[СПИСОК ЗАДАНИЙ]:
(1) Почему, по словам Меня во фрагменте беседы о церкви и политике, церковь не должна выступать как политическая сила?
(2) Перепишите из фрагмента беседы о церкви и политике отрывок от «Вопрос: Если можно, как» до «и она продолжается.».
-------- ТЕКСТ ДЛЯ ЧТЕНИЯ
Отвечает: Это мне тоже совершенно неизвестно. Ну, нет таких официальных… понимаете… у нас нет такого органа или института… Вы хотели что-то спросить?

 

Вопрос: Если можно, как православие смотрит на создание политической партии, альтернативы существующим сейчас партийным…

 

Мень: Я уверен, что церковь не должна, никакая, выступать таким образом, потому что в церкви могут сойтись люди различных политических убеждений. Так всегда бывало. Церковь – это союз духовный, а политика – вещь часто… Может христианин являться монархистом. Ну вот, есть такое у нас, до сих пор есть. Я не могу его судить, хотя сам совершенно не являюсь монархистом. И вот, в силу этого обстоятельства довольно трудно создать церковную какую-то партию. Есть на Западе Христианско-демократический союз, но он довольно такой туманный, потому что он включает в себя различные протестантские церкви. Православная церковь никогда не включалась в политику. В этом были и плюсы, и минусы, но такова история, и она продолжается.
----------------
-------- СОСТАВ ДАННЫХ
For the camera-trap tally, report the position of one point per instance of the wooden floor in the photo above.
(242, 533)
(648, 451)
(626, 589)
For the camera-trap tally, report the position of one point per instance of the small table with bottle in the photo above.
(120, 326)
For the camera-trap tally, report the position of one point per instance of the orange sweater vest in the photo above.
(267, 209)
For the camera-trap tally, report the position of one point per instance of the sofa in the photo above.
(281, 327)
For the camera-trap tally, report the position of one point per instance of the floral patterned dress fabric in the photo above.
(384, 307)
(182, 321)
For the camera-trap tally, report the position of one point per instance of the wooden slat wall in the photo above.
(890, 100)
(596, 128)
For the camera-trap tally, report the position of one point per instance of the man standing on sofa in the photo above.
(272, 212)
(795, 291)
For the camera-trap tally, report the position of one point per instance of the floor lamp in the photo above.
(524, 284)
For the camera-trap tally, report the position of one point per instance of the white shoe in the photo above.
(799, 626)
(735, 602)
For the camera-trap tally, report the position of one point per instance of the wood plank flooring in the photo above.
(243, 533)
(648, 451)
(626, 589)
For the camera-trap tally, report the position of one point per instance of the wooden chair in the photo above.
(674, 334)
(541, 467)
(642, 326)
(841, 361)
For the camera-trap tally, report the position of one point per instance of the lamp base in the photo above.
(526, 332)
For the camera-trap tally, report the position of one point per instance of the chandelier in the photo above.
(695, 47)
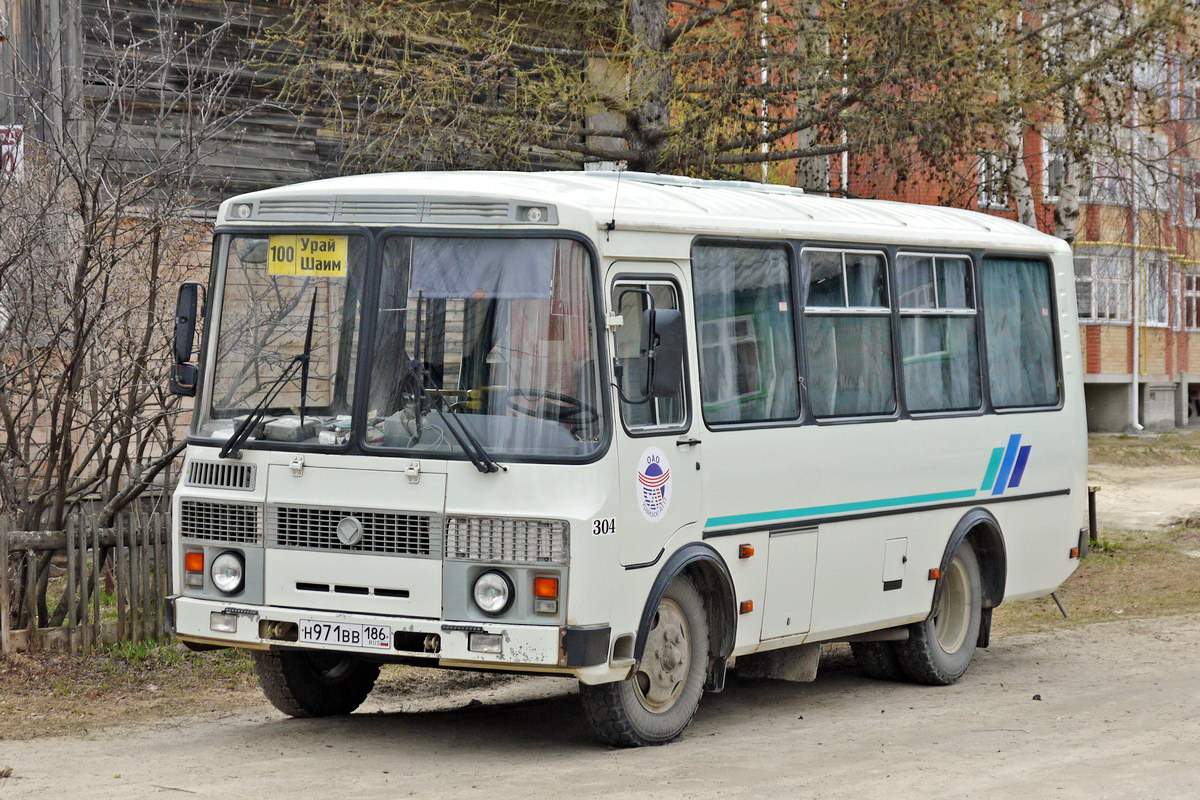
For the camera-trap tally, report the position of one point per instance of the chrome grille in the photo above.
(384, 533)
(220, 475)
(223, 522)
(499, 539)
----------------
[ОТВЕТЫ ПО ЗАДАНИЯМ]:
(1) В церкви могут сойтись люди различных политических убеждений.

(2)
Вопрос: Если можно, как православие смотрит на создание политической партии, альтернативы существующим сейчас партийным…

 

Мень: Я уверен, что церковь не должна, никакая, выступать таким образом, потому что в церкви могут сойтись люди различных политических убеждений. Так всегда бывало. Церковь – это союз духовный, а политика – вещь часто… Может христианин являться монархистом. Ну вот, есть такое у нас, до сих пор есть. Я не могу его судить, хотя сам совершенно не являюсь монархистом. И вот, в силу этого обстоятельства довольно трудно создать церковную какую-то партию. Есть на Западе Христианско-демократический союз, но он довольно такой туманный, потому что он включает в себя различные протестантские церкви. Православная церковь никогда не включалась в политику. В этом были и плюсы, и минусы, но такова история, и она продолжается.